_Task to complete_: A verbatim transcription of every record below is required.

[Natural language region descriptions]
+++++
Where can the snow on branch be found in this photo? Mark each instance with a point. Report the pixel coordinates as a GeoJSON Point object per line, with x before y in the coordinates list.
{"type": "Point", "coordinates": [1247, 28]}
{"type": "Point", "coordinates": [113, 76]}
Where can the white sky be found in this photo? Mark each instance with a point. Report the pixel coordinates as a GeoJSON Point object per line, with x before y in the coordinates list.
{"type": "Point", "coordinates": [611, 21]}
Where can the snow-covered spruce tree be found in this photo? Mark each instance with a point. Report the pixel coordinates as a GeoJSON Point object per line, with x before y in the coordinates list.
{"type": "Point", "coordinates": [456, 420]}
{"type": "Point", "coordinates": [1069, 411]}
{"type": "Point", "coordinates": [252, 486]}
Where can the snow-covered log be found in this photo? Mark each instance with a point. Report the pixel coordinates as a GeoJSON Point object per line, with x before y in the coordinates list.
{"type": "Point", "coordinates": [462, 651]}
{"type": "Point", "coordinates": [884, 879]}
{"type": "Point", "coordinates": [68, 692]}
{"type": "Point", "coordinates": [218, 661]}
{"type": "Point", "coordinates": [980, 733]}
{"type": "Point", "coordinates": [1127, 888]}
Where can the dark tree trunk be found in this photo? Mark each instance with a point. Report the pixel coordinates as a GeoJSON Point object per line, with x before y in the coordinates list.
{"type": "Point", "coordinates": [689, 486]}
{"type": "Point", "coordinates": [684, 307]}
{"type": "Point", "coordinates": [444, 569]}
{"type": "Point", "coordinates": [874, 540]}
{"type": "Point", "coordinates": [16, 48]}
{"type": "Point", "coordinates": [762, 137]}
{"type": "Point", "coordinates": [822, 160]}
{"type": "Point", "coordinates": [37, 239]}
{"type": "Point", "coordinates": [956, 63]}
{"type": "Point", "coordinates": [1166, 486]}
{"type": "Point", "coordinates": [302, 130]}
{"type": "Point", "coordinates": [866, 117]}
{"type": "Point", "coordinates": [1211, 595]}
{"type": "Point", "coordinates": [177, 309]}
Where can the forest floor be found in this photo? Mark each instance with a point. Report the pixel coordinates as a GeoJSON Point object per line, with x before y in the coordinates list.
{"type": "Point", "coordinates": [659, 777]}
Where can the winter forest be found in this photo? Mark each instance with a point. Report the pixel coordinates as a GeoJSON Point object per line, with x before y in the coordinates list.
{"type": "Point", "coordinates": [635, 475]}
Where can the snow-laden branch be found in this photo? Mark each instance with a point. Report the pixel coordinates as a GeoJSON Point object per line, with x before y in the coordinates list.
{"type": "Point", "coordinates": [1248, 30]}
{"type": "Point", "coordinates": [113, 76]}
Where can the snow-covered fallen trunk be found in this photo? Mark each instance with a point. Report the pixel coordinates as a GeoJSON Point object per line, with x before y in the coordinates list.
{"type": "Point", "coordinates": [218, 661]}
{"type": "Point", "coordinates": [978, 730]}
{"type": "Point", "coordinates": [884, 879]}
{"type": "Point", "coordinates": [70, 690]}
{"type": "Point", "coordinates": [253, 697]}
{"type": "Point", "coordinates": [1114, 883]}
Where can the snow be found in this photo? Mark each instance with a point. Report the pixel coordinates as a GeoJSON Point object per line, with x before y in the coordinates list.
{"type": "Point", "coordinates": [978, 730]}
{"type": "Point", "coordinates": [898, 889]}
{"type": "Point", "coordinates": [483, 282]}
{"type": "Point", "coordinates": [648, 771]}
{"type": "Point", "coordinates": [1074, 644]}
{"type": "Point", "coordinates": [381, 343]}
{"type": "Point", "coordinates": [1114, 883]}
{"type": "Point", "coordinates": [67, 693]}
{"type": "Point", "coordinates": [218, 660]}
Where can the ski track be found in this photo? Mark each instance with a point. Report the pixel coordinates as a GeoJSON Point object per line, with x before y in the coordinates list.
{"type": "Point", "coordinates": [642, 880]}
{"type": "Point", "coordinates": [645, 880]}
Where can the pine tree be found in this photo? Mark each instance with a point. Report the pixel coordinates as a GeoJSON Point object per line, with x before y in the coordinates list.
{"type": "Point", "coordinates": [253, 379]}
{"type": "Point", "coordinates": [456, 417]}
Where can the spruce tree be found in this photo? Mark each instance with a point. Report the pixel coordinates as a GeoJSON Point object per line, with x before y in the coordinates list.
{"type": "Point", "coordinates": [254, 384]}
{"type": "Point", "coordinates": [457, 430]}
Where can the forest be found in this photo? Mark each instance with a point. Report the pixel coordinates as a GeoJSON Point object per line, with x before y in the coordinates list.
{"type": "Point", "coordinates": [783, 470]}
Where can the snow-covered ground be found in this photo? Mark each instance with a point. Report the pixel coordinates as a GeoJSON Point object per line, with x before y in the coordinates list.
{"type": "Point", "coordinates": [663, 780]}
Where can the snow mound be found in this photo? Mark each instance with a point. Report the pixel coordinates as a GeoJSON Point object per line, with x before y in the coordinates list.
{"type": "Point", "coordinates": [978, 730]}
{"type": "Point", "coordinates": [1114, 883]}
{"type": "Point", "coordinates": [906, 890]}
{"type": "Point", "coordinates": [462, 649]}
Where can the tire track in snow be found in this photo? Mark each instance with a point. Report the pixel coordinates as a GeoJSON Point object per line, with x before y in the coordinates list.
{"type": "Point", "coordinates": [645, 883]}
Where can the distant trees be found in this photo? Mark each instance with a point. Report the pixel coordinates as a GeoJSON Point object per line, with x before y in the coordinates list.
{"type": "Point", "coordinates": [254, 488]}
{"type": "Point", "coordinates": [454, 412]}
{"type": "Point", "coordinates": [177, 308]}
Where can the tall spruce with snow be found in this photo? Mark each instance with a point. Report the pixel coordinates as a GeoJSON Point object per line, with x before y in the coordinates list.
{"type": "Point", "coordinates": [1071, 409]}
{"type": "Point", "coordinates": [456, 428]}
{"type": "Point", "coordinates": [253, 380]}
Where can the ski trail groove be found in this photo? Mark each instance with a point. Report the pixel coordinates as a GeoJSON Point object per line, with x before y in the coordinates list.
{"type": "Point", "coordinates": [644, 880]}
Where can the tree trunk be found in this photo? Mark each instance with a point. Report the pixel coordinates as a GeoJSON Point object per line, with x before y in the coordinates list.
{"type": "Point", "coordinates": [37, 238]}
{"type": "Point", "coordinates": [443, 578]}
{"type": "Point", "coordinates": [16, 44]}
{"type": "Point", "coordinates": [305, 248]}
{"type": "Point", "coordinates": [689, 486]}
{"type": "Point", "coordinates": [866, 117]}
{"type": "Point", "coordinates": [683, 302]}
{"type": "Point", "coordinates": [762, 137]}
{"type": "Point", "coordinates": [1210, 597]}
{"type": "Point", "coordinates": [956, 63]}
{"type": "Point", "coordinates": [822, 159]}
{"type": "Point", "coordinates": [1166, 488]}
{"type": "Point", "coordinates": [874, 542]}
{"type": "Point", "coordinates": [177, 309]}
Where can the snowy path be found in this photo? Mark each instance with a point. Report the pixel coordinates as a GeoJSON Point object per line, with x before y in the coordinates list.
+++++
_Written reply_:
Where can the snow on branch be found in this photo? Mark each instance with a point. Report the pixel coordinates as a GeoJSON Point object per line, with x before y in the coordinates list.
{"type": "Point", "coordinates": [1247, 28]}
{"type": "Point", "coordinates": [113, 76]}
Where can the white sky be found in this photo? Mark each instance with a point. Report the pixel coordinates as a GeoJSON Point object per line, with x before y in the coordinates list.
{"type": "Point", "coordinates": [611, 21]}
Where can the snow-covered spruce tree be found in this photo? Mark each instance with a point. Report the pixel coordinates as a GeoJSON Point object per line, with x before y in the coordinates list.
{"type": "Point", "coordinates": [456, 420]}
{"type": "Point", "coordinates": [1069, 411]}
{"type": "Point", "coordinates": [252, 486]}
Where can the snow-covered log be found in this photo? Mark each instance with a point. Report the pixel coordinates as a GeoJSON Point object per line, with x before y in the coordinates list.
{"type": "Point", "coordinates": [462, 651]}
{"type": "Point", "coordinates": [884, 879]}
{"type": "Point", "coordinates": [68, 692]}
{"type": "Point", "coordinates": [218, 661]}
{"type": "Point", "coordinates": [980, 733]}
{"type": "Point", "coordinates": [1127, 888]}
Where can the dark tree trunk be found in this photo? Mark each instance with a point. Report the pixel coordinates as a GeoJSON Point object per line, with x before y in the coordinates list.
{"type": "Point", "coordinates": [689, 486]}
{"type": "Point", "coordinates": [684, 307]}
{"type": "Point", "coordinates": [444, 569]}
{"type": "Point", "coordinates": [874, 540]}
{"type": "Point", "coordinates": [16, 48]}
{"type": "Point", "coordinates": [762, 137]}
{"type": "Point", "coordinates": [822, 160]}
{"type": "Point", "coordinates": [37, 239]}
{"type": "Point", "coordinates": [956, 63]}
{"type": "Point", "coordinates": [1166, 486]}
{"type": "Point", "coordinates": [302, 130]}
{"type": "Point", "coordinates": [866, 117]}
{"type": "Point", "coordinates": [1211, 595]}
{"type": "Point", "coordinates": [177, 309]}
Where can the forest floor be found in this photo? Mark each instance with a point. Report the pixel coordinates as a GeoJSON Point object per line, with x before y in the coordinates list.
{"type": "Point", "coordinates": [659, 777]}
Where can the winter forest be found in this photo? Mark each instance with a point. Report the pixel coordinates as a GeoJSON Point object per line, with x before y in the coordinates list.
{"type": "Point", "coordinates": [635, 475]}
Where can the snow-laden branch be found in this photo? Mark each instance with a point. Report the pixel coordinates as a GeoJSON Point object per line, with x before y in the coordinates list.
{"type": "Point", "coordinates": [1248, 30]}
{"type": "Point", "coordinates": [113, 76]}
Where can the snow-covered fallen trunk be found in this photo? Mark each instance with a point. Report the pixel coordinates as a GeoJSON Point object per line, with x before y in the coordinates list.
{"type": "Point", "coordinates": [218, 661]}
{"type": "Point", "coordinates": [978, 730]}
{"type": "Point", "coordinates": [884, 879]}
{"type": "Point", "coordinates": [70, 690]}
{"type": "Point", "coordinates": [253, 697]}
{"type": "Point", "coordinates": [1114, 883]}
Where can the snow be found in this photo? Mark each instance with a point. Report the pixel coordinates as a GeoJSON Point object per line, with x before y in the coordinates list.
{"type": "Point", "coordinates": [978, 730]}
{"type": "Point", "coordinates": [898, 889]}
{"type": "Point", "coordinates": [483, 282]}
{"type": "Point", "coordinates": [648, 771]}
{"type": "Point", "coordinates": [1074, 644]}
{"type": "Point", "coordinates": [381, 343]}
{"type": "Point", "coordinates": [1114, 883]}
{"type": "Point", "coordinates": [67, 693]}
{"type": "Point", "coordinates": [218, 660]}
Where can the ski track be found in this photo? Mark each instance with a point. Report the pixel coordinates as a GeoJSON Point object per line, with x before y in the coordinates list.
{"type": "Point", "coordinates": [642, 880]}
{"type": "Point", "coordinates": [645, 880]}
Where can the pine tree be found in this photo? Mark each instance with a point. Report the pixel coordinates as a GeoJSON Point object per line, with x before y in the coordinates list.
{"type": "Point", "coordinates": [253, 379]}
{"type": "Point", "coordinates": [456, 417]}
Where can the spruce tree be found in this photo? Mark each instance with a point. Report the pixel coordinates as a GeoJSON Point object per line, with x before y in the coordinates list.
{"type": "Point", "coordinates": [254, 384]}
{"type": "Point", "coordinates": [457, 430]}
Where can the forest be found in this photo? Mark each instance with a point. Report the pixel coordinates as a GeoJSON Point object per line, with x before y in the coordinates list.
{"type": "Point", "coordinates": [783, 470]}
Where can the snow-covered ground be found in this photo? Mark each instance with a point. Report the pixel coordinates as a GeoJSON Point object per line, with x before y in the coordinates list.
{"type": "Point", "coordinates": [663, 780]}
Where can the snow mound be found in this photo? Mark each instance with a point. Report the pixel coordinates as a GeoJSON Point object per line, with x before y in the coordinates list.
{"type": "Point", "coordinates": [978, 730]}
{"type": "Point", "coordinates": [1114, 883]}
{"type": "Point", "coordinates": [906, 890]}
{"type": "Point", "coordinates": [462, 649]}
Where can the tire track in snow be found in this photo? Mark each instance with a point. Report the pixel coordinates as a GeoJSON Point object per line, with x before y in the coordinates list.
{"type": "Point", "coordinates": [645, 883]}
Where can the distant trees be found in this photo? Mark each instance with a point. Report the pixel coordinates as a GeoJSON Point object per line, with x before y in the coordinates list.
{"type": "Point", "coordinates": [254, 488]}
{"type": "Point", "coordinates": [454, 412]}
{"type": "Point", "coordinates": [177, 308]}
Where can the tall spruce with snow be found in this photo? Mark each instance with a point. Report the pixel coordinates as a GeoJSON Point object per line, with x before y in the coordinates list.
{"type": "Point", "coordinates": [1071, 409]}
{"type": "Point", "coordinates": [456, 428]}
{"type": "Point", "coordinates": [253, 380]}
Where can the ski trail groove be found in this photo? Mark each instance with a point. Report the pixel coordinates as a GeoJSON Point object per line, with x before y in the coordinates list.
{"type": "Point", "coordinates": [644, 880]}
Where can the tree trunk be found in this photo? Mark each instance with a point. Report the pixel coordinates as a GeoJSON Point object per line, with x before y in the coordinates list.
{"type": "Point", "coordinates": [37, 238]}
{"type": "Point", "coordinates": [443, 578]}
{"type": "Point", "coordinates": [16, 44]}
{"type": "Point", "coordinates": [305, 248]}
{"type": "Point", "coordinates": [689, 486]}
{"type": "Point", "coordinates": [866, 117]}
{"type": "Point", "coordinates": [683, 302]}
{"type": "Point", "coordinates": [762, 137]}
{"type": "Point", "coordinates": [1210, 597]}
{"type": "Point", "coordinates": [956, 63]}
{"type": "Point", "coordinates": [822, 159]}
{"type": "Point", "coordinates": [1166, 488]}
{"type": "Point", "coordinates": [874, 542]}
{"type": "Point", "coordinates": [177, 309]}
Where can the snowy path be found in this photo? Mark each instance with a point. Report the pixel coordinates as a GeoJSON Point object per line, with x before y in the coordinates list.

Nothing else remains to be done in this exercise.